Point annotation records

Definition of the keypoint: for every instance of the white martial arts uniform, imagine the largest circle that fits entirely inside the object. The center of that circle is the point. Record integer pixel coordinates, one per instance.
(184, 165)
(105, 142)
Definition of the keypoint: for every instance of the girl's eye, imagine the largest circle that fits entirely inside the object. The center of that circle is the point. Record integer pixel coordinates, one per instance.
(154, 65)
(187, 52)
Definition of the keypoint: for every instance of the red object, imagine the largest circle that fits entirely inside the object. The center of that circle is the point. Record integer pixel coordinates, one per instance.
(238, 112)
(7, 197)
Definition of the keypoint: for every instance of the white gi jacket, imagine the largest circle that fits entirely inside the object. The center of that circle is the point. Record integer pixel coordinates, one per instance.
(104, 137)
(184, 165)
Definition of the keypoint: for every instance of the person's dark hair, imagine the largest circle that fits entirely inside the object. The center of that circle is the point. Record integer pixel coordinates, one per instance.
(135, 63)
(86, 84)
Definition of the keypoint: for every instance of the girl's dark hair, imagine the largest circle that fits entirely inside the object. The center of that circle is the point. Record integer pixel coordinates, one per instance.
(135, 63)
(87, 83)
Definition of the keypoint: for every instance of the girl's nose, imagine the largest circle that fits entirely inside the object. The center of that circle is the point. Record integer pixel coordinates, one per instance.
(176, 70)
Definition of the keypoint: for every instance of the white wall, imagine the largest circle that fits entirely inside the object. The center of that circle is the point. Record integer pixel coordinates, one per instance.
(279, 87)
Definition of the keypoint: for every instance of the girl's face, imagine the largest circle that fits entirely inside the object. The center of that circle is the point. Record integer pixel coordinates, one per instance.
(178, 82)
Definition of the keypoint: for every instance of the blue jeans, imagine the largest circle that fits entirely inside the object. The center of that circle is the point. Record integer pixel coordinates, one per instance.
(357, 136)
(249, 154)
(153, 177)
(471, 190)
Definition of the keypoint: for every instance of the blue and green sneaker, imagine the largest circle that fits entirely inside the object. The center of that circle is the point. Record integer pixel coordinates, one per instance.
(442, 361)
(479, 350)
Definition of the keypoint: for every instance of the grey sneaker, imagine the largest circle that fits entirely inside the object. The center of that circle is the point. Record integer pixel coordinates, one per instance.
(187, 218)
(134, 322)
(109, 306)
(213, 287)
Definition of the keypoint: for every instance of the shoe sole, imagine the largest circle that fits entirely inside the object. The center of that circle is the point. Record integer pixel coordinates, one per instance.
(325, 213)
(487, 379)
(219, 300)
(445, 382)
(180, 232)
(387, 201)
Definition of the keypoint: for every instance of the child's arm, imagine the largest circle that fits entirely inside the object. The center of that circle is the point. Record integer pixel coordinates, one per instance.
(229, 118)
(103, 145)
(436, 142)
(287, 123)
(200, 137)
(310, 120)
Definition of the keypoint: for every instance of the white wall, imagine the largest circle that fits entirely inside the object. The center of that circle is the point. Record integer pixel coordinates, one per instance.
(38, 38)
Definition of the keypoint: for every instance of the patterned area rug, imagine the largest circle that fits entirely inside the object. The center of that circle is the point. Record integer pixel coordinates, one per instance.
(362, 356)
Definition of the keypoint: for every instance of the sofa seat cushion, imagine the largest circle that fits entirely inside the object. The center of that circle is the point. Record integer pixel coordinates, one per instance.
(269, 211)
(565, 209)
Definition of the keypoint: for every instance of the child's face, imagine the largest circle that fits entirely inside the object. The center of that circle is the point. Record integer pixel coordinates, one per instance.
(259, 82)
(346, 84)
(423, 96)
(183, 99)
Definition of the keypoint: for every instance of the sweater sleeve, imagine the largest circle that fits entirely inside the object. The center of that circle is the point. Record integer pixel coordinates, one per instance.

[STATED EXERCISE] Begin with the line that contains "Definition of the keypoint: for every instance of the blue and" and quote each line after it exactly, stopping after the last line of the data.

[FINISHED EXERCISE]
Definition of the keypoint: for every instance of the blue and green sneaker, imagine the largest circle that fits entirely inside the object. The center of that circle is the point. Record integer pixel coordinates, one per instance.
(442, 361)
(479, 350)
Definition of the keypoint: for every instance of the grey sneaker, imagine the largest circle that fits entirely inside the object. The center of that circle is the point. Record integer pixel coordinates, one per instance.
(187, 218)
(134, 322)
(109, 306)
(213, 287)
Definition of the keypoint: for every instance of the shoe sole, imagine the largest circle that fits entirely inside the object. The center of that circle is the point. Record integer pixel coordinates, one per instance.
(325, 213)
(487, 379)
(219, 300)
(445, 382)
(180, 232)
(387, 201)
Definition of the keypoint: for every instance of the child's arm, imagine the largest circle that fits entirely inside the object. The center of that circle is the point. Record integer pixel coordinates, one per instance.
(229, 118)
(103, 145)
(436, 142)
(287, 123)
(200, 137)
(310, 120)
Definition of the keypoint: for every instance of the white wall, imagine the largest circle that fits entirely inside the object. The center of that circle is the point. Record integer pixel coordinates, one per instance.
(38, 38)
Definition of the keypoint: for every instance of the patterned area rug, imagine the largest circle that fits entirely inside the object. The center of that circle is the point. Record integer pixel coordinates, one per instance.
(362, 356)
Definition of the keypoint: for every instance of the sofa seat cushion, imagine the largest circle that fits entirely inside the object. The center of that circle is the point. Record integer pixel coordinates, one per instance.
(269, 211)
(565, 209)
Definition of the keypoint: for every instance of the child's face, imagine the largest circle that fits entirely inside the object. The center of that circle is the point. Record integer pixel coordinates, one per instance.
(259, 82)
(346, 84)
(423, 96)
(183, 99)
Definition of the keypoint: for every instance of the sweater sleeve, imagine the largest circle that fits entirely inside the object. The center of that circle is the point. Record integer pixel coordinates, one per instance.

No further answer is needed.